What you will do
(a) Which items of data about the failed application does the openUTM node-failure text say are passed to the failure script? List all of them.
(b) Can you carry on the text about openUTM node application failure from the point where it ends?

It is assumed that a node application has failed if the monitored application does not respond to the messages within the configured reply time and taking account of the number of retries configured and if, on the basis of the KDCFILE of the monitored application, it is then detected that this application is no longer running but was also not terminated normally.
If failure or abnormal termination of the monitored node application is detected, openUTM proceeds as follows:
The node application is flagged as failed in the cluster configuration file and removed from the monitoring relationships.
If you have specified a so-called failure script during UTM generation, the monitoring node application starts this script on the computer of the monitoring node application. The following data of the failed application is passed to the failure script:
the application name
the base name of the node application
the host name
the virtual host name or blanks
the reference name of the node application
the error code of the UTM dump (Term Application Reason)
openUTM manual “Generating Applications”, CLUSTER statement
To configure the failure script, specify the operand FAILURE-CMD. This operand passes a command string containing a command to be executed and any arguments.The monitoring node application starts a restart monitoring timer if you have configured this:
openUTM manual “Generating Applications”, CLUSTER statement
To configure the restart monitoring timer, specify the operand RESTART-TIMER-SEC. This specifies the maximum time in seconds that a node application requires for a warm start after a failure.If you have specified an emergency script during UTM generation, the monitoring node application starts this script if the failed node application does not become available again after the restart monitoring timer has expired. The following data of the failed application is passed to the emergency script:
the application name
the base name of the node application
the host name
the virtual host name or blanks
the reference name of the node application
the error code of the UTM dump (Term Application Reason)

Location identification entries:
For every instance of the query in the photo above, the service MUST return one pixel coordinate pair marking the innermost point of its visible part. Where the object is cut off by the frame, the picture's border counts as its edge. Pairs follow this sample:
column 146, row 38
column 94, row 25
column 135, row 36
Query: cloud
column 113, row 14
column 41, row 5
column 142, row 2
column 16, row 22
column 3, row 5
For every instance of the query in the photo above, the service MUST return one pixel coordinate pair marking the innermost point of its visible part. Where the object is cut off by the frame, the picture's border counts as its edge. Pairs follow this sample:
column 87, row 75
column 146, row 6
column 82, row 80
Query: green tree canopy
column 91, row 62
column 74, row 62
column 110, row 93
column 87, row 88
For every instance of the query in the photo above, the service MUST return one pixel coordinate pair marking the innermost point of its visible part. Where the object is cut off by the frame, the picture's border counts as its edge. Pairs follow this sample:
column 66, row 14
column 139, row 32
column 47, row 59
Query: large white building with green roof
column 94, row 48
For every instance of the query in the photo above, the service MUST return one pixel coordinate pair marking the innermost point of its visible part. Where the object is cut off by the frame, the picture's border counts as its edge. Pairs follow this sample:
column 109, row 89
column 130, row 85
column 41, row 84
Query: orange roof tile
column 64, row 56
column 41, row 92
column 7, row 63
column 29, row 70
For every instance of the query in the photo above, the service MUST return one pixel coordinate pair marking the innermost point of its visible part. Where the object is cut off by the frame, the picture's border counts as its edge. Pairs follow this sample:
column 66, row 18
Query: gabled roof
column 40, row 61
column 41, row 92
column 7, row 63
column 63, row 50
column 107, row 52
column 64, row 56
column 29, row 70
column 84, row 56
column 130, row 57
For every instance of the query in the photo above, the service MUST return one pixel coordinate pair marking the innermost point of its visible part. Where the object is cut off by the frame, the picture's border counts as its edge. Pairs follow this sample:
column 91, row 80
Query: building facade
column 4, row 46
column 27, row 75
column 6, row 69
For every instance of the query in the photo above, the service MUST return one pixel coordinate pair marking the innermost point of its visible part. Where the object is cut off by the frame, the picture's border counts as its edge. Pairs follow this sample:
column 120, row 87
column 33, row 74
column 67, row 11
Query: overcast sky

Responses to the exercise
(a)
- the application name
- the base name of the node application
- the host name
- the virtual host name or blanks
- the reference name of the node application
- the error code of the UTM dump (Term Application Reason)

(b)
openUTM manual “Generating Applications”, CLUSTER statement
To configure the emergency script, specify the operand EMERGENCY-CMD.
This operand passes a command string containing a command to be executed and any arguments.
Sample script on detection of a failure
Sample failure and emergency scripts are supplied with openUTM. These examples output the parameters passed when they are called. If you wish to use the samples in a live environment, you must adapt them to suit the requirements of the relevant cluster.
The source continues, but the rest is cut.